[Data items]
※

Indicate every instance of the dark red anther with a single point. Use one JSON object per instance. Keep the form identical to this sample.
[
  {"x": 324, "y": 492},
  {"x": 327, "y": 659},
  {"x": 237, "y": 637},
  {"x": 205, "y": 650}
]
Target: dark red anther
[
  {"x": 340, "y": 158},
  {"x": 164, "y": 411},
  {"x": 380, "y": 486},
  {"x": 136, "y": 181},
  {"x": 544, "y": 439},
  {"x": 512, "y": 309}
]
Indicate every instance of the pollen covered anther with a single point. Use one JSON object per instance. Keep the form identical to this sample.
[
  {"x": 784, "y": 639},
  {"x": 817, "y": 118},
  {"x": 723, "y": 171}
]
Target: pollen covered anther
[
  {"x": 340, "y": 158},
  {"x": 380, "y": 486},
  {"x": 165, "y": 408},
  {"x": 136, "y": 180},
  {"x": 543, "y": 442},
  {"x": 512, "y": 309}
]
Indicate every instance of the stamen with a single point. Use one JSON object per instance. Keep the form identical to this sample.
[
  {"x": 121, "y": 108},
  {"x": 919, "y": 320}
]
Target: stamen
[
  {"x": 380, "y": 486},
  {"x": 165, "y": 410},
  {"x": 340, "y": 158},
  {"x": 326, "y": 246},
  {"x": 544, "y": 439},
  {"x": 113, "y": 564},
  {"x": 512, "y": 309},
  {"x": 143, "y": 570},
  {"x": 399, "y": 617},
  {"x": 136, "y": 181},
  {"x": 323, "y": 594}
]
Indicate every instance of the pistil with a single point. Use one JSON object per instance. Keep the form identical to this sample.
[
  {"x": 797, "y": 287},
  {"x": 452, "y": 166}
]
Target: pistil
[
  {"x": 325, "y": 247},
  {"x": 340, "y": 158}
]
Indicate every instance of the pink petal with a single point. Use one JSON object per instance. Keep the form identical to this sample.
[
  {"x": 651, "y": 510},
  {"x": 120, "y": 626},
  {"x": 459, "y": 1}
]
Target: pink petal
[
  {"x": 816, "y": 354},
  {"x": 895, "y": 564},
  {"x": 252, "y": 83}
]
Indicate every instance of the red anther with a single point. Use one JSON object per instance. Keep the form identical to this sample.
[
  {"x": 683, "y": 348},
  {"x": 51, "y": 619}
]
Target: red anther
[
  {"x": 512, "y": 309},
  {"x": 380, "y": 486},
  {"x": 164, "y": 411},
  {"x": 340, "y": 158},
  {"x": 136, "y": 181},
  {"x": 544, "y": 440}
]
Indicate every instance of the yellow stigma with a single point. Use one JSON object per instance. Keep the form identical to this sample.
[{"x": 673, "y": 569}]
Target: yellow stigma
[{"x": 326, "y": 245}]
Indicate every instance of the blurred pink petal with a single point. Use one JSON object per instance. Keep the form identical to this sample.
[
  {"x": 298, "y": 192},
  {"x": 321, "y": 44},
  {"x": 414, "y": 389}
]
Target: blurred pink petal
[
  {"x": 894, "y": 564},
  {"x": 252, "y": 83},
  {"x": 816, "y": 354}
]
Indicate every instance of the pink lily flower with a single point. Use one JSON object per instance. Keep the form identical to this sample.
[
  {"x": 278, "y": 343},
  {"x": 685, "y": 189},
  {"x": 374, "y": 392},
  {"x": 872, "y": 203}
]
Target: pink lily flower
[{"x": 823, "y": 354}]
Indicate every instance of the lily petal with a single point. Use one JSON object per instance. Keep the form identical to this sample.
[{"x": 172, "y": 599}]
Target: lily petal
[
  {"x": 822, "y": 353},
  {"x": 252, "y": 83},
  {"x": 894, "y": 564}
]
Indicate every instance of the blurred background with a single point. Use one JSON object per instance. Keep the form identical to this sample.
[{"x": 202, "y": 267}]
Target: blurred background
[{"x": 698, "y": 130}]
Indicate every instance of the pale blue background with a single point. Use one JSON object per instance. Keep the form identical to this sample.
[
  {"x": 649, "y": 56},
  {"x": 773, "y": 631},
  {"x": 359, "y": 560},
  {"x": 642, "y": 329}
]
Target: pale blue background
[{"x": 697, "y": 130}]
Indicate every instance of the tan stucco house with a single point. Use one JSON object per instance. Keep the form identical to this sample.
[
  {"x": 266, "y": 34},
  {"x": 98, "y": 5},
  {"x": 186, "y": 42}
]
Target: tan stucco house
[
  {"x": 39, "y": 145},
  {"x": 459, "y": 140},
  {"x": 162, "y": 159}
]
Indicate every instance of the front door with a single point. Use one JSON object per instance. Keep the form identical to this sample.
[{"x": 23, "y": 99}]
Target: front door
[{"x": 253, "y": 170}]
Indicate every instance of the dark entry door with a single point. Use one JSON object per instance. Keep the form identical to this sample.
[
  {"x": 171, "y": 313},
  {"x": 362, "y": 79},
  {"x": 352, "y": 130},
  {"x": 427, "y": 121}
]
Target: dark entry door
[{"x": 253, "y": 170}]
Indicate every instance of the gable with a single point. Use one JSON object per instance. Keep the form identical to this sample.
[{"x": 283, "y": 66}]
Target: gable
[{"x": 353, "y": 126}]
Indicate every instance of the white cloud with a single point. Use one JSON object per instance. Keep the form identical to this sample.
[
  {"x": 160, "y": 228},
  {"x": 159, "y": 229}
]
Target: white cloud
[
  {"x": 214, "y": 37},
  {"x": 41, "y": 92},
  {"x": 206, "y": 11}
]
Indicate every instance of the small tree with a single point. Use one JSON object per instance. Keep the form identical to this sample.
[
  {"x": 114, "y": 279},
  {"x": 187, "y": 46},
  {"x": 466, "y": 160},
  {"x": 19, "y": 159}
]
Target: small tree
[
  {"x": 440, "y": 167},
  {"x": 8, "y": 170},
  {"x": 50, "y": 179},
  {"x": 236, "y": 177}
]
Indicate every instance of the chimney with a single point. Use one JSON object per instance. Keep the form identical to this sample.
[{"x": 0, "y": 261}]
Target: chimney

※

_WHAT IS REQUIRED:_
What is needed is a copy of every line above in which "chimney" appears.

_OUTPUT FOR THIS TASK:_
Indicate every instance of the chimney with a single point. Use one JSON object per instance. Keep the form identical to this sample.
Target: chimney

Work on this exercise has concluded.